▸ **Ziel der Übung**:
Bearbeite alle folgenden Einträge, indem du überall "Points" durch "Answer" ersetzt, und gib sie sonst unverändert wieder. Lass die Bilder in der Antwort weg.

· · · · · · ·

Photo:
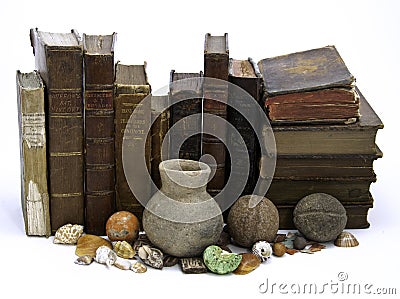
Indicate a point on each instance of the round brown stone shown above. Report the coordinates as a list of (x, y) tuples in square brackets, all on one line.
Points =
[(320, 217), (248, 223)]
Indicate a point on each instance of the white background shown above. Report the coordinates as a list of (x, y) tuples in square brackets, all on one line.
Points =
[(170, 34)]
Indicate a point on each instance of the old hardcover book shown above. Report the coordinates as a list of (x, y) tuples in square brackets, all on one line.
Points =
[(215, 94), (32, 136), (242, 108), (333, 139), (185, 95), (99, 131), (315, 166), (131, 88), (59, 60), (310, 86), (160, 114)]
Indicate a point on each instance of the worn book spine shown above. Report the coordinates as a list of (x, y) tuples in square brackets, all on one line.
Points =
[(187, 127), (32, 136), (215, 98), (61, 68), (99, 132), (160, 114), (127, 99), (243, 75)]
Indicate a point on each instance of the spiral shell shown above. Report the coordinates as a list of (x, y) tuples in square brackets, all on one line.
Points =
[(124, 249), (220, 261), (68, 234), (346, 239), (262, 249)]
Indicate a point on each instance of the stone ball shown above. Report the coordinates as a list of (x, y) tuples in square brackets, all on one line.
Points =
[(123, 226), (249, 223), (320, 217)]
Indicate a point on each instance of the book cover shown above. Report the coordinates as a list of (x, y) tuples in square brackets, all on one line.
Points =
[(131, 87), (186, 87), (59, 60), (32, 137), (309, 86), (99, 131), (215, 94)]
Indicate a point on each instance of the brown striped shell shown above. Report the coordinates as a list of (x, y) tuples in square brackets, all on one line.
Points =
[(124, 249), (346, 239)]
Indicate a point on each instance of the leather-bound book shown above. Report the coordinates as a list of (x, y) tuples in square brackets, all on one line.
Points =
[(32, 137), (131, 88), (59, 60), (185, 94), (242, 109), (312, 86), (160, 114), (99, 131), (215, 94)]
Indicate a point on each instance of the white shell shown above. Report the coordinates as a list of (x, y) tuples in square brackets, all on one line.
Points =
[(105, 255), (68, 234), (262, 249)]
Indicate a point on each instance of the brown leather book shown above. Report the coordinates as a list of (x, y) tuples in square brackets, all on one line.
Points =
[(242, 109), (59, 60), (32, 137), (160, 114), (131, 88), (309, 87), (99, 131), (216, 65), (190, 90)]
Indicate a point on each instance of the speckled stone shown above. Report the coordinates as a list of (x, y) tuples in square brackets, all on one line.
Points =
[(320, 217), (247, 224)]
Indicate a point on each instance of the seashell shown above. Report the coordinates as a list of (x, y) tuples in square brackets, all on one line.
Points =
[(151, 256), (346, 239), (124, 249), (105, 255), (249, 262), (138, 267), (220, 261), (262, 249), (88, 244), (84, 260), (122, 264), (279, 249), (68, 234)]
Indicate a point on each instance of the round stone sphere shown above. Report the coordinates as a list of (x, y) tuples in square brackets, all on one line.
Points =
[(249, 223), (123, 226), (320, 217)]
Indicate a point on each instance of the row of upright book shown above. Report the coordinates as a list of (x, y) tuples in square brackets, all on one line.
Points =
[(74, 113)]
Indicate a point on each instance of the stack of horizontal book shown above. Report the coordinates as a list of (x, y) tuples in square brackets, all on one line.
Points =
[(324, 131)]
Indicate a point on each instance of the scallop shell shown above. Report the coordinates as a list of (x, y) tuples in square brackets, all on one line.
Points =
[(151, 256), (105, 255), (346, 239), (122, 264), (124, 249), (220, 261), (138, 267), (262, 249), (68, 234), (84, 260)]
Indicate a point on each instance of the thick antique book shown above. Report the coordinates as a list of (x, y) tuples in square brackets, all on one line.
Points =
[(242, 108), (333, 139), (99, 131), (215, 94), (59, 60), (32, 137), (160, 115), (131, 88), (309, 86), (185, 96)]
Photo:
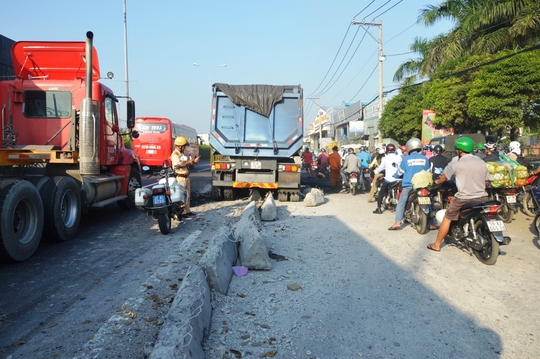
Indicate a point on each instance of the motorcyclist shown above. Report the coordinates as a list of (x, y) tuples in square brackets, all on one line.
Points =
[(438, 162), (471, 178), (181, 164), (351, 164), (389, 164), (413, 163)]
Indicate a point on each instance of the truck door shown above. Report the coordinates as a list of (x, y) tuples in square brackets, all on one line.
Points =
[(111, 140)]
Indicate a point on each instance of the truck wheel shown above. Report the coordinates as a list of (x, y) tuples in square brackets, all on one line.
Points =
[(134, 183), (21, 220), (164, 222), (217, 193), (228, 192), (61, 198)]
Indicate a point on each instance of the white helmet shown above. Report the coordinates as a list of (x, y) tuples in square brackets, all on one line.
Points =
[(515, 147)]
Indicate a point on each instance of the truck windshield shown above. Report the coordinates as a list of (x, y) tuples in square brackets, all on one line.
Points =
[(48, 104)]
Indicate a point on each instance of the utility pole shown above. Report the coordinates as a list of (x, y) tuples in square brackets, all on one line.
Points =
[(320, 122), (381, 57)]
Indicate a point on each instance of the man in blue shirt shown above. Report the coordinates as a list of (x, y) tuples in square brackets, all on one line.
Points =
[(365, 158), (413, 163)]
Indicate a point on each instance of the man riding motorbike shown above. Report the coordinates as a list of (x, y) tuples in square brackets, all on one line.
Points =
[(471, 178)]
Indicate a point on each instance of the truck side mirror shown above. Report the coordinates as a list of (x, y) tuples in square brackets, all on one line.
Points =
[(130, 122)]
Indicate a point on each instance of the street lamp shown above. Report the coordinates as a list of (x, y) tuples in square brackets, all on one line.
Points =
[(209, 72)]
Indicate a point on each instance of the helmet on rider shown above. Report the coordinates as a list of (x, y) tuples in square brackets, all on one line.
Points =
[(465, 144), (414, 144), (390, 148), (515, 147), (180, 141)]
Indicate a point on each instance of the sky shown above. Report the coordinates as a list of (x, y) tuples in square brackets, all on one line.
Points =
[(280, 42)]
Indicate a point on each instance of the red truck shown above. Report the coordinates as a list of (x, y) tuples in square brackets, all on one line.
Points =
[(62, 151)]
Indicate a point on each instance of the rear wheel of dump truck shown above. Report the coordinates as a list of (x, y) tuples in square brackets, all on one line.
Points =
[(134, 183), (21, 220), (228, 192), (61, 198)]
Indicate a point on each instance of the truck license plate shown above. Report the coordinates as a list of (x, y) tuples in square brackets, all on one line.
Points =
[(496, 226), (158, 200)]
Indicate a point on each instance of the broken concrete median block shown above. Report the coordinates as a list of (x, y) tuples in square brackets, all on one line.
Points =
[(268, 209), (218, 259), (252, 251), (314, 198), (188, 320)]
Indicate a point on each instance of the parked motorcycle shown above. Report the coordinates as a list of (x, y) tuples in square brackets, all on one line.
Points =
[(479, 229), (417, 209), (165, 201), (508, 199), (392, 196), (353, 182)]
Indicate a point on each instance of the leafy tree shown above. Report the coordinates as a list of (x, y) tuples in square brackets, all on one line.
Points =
[(402, 116), (505, 94)]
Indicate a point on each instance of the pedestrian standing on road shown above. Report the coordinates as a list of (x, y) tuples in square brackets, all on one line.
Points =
[(334, 160), (307, 159), (413, 163), (376, 162), (471, 178), (352, 164), (181, 163), (389, 165)]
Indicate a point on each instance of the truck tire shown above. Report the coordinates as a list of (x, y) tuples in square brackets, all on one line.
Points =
[(21, 220), (134, 183), (228, 192), (61, 198)]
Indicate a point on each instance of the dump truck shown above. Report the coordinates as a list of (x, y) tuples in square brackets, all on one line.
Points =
[(62, 151), (256, 134)]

· · · · · · ·

▸ **Ausgearbeitete Lösung**:
Photo:
Indicate a point on each instance of the round brown stone shown above. Report the coordinates as a list of (x, y) tuples in square brackets, all on one line.
Answer =
[(320, 217), (248, 223)]
Indicate a point on each instance of the white background shown above. Report the coordinates as a list of (x, y) tuples in square brackets, all on one line.
Answer =
[(170, 34)]
Indicate a point on each instance of the old hardcover book shown above. Report the coordinates as a list of (x, y) tuples in square brackets, all on one line.
Answer =
[(215, 94), (32, 136), (242, 108), (333, 139), (185, 95), (99, 131), (315, 166), (131, 88), (59, 60), (310, 86), (160, 114)]
Indicate a point on each instance of the worn book spine shown above. Report the coordinates as a list of (x, y) tuples in square brackets, all on one line.
Answer =
[(187, 127), (32, 136), (215, 98), (61, 68), (99, 132), (160, 114), (127, 99), (243, 75)]
Indicate a point on each instance of the spiral shell shown above. Report the coordinates as a list of (x, y) tuples in square brackets, all on one line.
Answer =
[(124, 249), (220, 261), (68, 234), (346, 239), (262, 249)]
Indicate a point on each instance of the stone ball shown above. Report the coordinates as a list of (x, y) tuples in square brackets, all on one line.
Answer =
[(123, 226), (249, 223), (320, 217)]
Indicate a point on each instance of the book cover shown above. Report the coordinates as a list of (x, y) tuples in square brackets, all on one line.
Answer =
[(131, 87), (186, 87), (59, 60), (32, 137), (309, 86), (99, 131), (215, 94)]
Indicate a point on each instance of the brown striped shell shown above. Report the coordinates as a list of (x, y) tuples in square brackets, all on one line.
Answer =
[(124, 249), (346, 239)]
Indicate a point on each instance of the leather-bound book shown above. Report the coordinates as a list of (x, y) tuples in square brackets, all on one line.
Answer =
[(32, 137), (131, 88), (59, 60), (185, 94), (242, 109), (312, 86), (160, 114), (99, 131), (215, 94)]
Indicate a point on each instance of the white shell shown above. Report the coordinates as a list of (x, y) tuples in square brackets, all on one line.
Answer =
[(105, 255), (68, 234), (262, 249)]
Indicate a point on each instance of the brown leather book shown above. Report the coordinates as a list of (x, y) tuples in square brackets, all on one line.
Answer =
[(242, 109), (59, 60), (32, 137), (160, 114), (131, 88), (309, 87), (99, 131), (216, 65), (190, 90)]
Indicate a point on each instance of the speckled stone shown above. Report the coordinates as a list of (x, y) tuples in square brackets, all on one line.
Answer =
[(320, 217), (247, 224)]
Indicate a point on each instance of the seashell shown above. Report the coordinates as a list of (x, y) tuples in square brackets, all on one line.
Answer =
[(151, 256), (346, 239), (124, 249), (105, 255), (249, 262), (138, 267), (220, 261), (262, 249), (88, 244), (84, 260), (122, 264), (279, 249), (68, 234)]
Indicate a point on each instance of the round stone sphere shown above. Report the coordinates as a list of (x, y) tuples in square brackets, all on one line.
Answer =
[(249, 223), (123, 226), (320, 217)]
Indicate a point on each instance of the row of upright book shown above. Report the coordinates as a list of (x, y) tuples in square brackets, all on one line.
Answer =
[(74, 113)]
Indicate a point on each instance of the stack of horizontal book shown above. Report the coordinates as a list of (x, y) tuples in square brackets, all on one line.
Answer =
[(324, 131)]
Indicate a point on each instance of the scallop shell shown above. Report the coordinates as a list of (x, y) tuples in square brackets, all on one line.
Answer =
[(151, 256), (105, 255), (346, 239), (122, 264), (124, 249), (220, 261), (138, 267), (262, 249), (68, 234), (84, 260)]
Indicate a point on each instance of the thick antique book shown above. Report the coordinates as a list of (x, y) tuples in square brackets, all on one line.
Answer =
[(242, 108), (333, 139), (99, 131), (215, 94), (59, 60), (32, 137), (160, 115), (131, 88), (309, 86), (185, 96)]
Photo:
Indicate a point on each instance of the motorcyclist shown above. Report the coordinates as a list of (x, y) tuples in square brackets, all on one line.
Answer =
[(438, 162), (471, 178), (181, 164), (351, 164), (389, 164), (413, 163)]
Indicate a point on each instance of the truck door shown above. Report the coordinates as a list of (x, y) tuples in square brackets, all on one line.
Answer =
[(111, 140)]
Indicate a point on each instance of the truck wheel shown above. Report the coordinates as a list of (x, y) tuples in square brackets, all on one line.
Answer =
[(134, 183), (21, 220), (164, 222), (217, 193), (228, 192), (61, 198)]
Indicate a point on each instance of the white helmet shown above. Report the coordinates as a list of (x, y) tuples in square brackets, all on one line.
Answer =
[(515, 147)]
Indicate a point on each instance of the truck windshield shown above. Report the coordinates as a list of (x, y) tuples in square brackets, all on one line.
Answer =
[(48, 104)]
Indicate a point on each instance of the utility pole shown above. Report the coordinates as a list of (x, y) tuples in square brackets, all on one line.
Answer =
[(320, 122), (381, 57)]
Indicate a point on each instance of the man in blue shirt shown above. Report the coordinates as a list of (x, y) tuples in square brackets, all on one line.
Answer =
[(365, 158), (413, 163)]
Indicate a point on each instance of the man riding motorbike shown above. Report the coordinates as a list of (x, y) tuples in square brackets, all on one line.
Answer =
[(471, 178)]
Indicate a point on each instance of the truck side mirror shown above. Report the coordinates as a list of (x, y) tuples in square brackets, all on one line.
Answer =
[(130, 122)]
Indicate a point on each instance of the street lamp shown above. Report the coordinates as a list of (x, y) tuples in square brackets, all on one line.
Answer =
[(209, 72)]
Indicate a point on each instance of the helmet on rider shown above. Report the coordinates as a list of (x, y) tuples in square brackets, all on one line.
Answer =
[(465, 144), (414, 144), (390, 148), (515, 147), (180, 141)]
Indicate a point on each instance of the sky shown above. Report the coordinates as a list of (x, y) tuples in square brackets, all on one line.
Answer =
[(280, 42)]
Indicate a point on each instance of the red truck shown above. Report the coordinates as a list of (x, y) tuples in square brackets, all on one line.
Answer =
[(62, 151)]
Indicate a point on each instance of the rear wheel of dump truck shown above. Report the coordinates as a list of (x, y) tuples in square brackets, all on one line.
Answer =
[(134, 183), (21, 220), (228, 192), (61, 198)]
Indicate a point on each instance of the truck license plate shown above. Report the coordinates as a list of (x, y) tuples in square brackets, all on one line.
Answer =
[(496, 226), (158, 200)]
Indicate a point on each instance of the broken concrete median block shown above. Report the coordinates as a list of (x, y) tuples in square brackets, all on one line.
Answer =
[(268, 209), (218, 259), (252, 251), (314, 198), (188, 320)]
Indicate a point on each instance of the parked motorcycle shown above. Report the coordinates as a list of (x, y) tuples in square brackets, all on one line.
Answer =
[(479, 229), (417, 209), (165, 201), (508, 199), (392, 196), (353, 182)]
Indicate a point on each instance of the leafy tree shown above. Report the coordinates as a list of (x, y) tuples in square brackets, all on one line.
Answer =
[(402, 116), (505, 94)]
Indicate a point on each instance of the pedestrian standing on road shown above. Report the coordinates as a list of (x, y) tuples in square brackets, all on one line.
Answer =
[(334, 160), (307, 159), (413, 163), (376, 162), (471, 178), (352, 164), (181, 163), (389, 165)]
Indicate a point on each instance of the truck tire shown above. Report the coordinates as a list of (x, y) tuples in square brackets, all on one line.
Answer =
[(21, 220), (134, 183), (228, 192), (61, 198)]
Indicate a point on each instance of the dump truck shown above. Report the coordinates as a list of (x, y) tuples in square brackets, all on one line.
Answer =
[(62, 151), (256, 134)]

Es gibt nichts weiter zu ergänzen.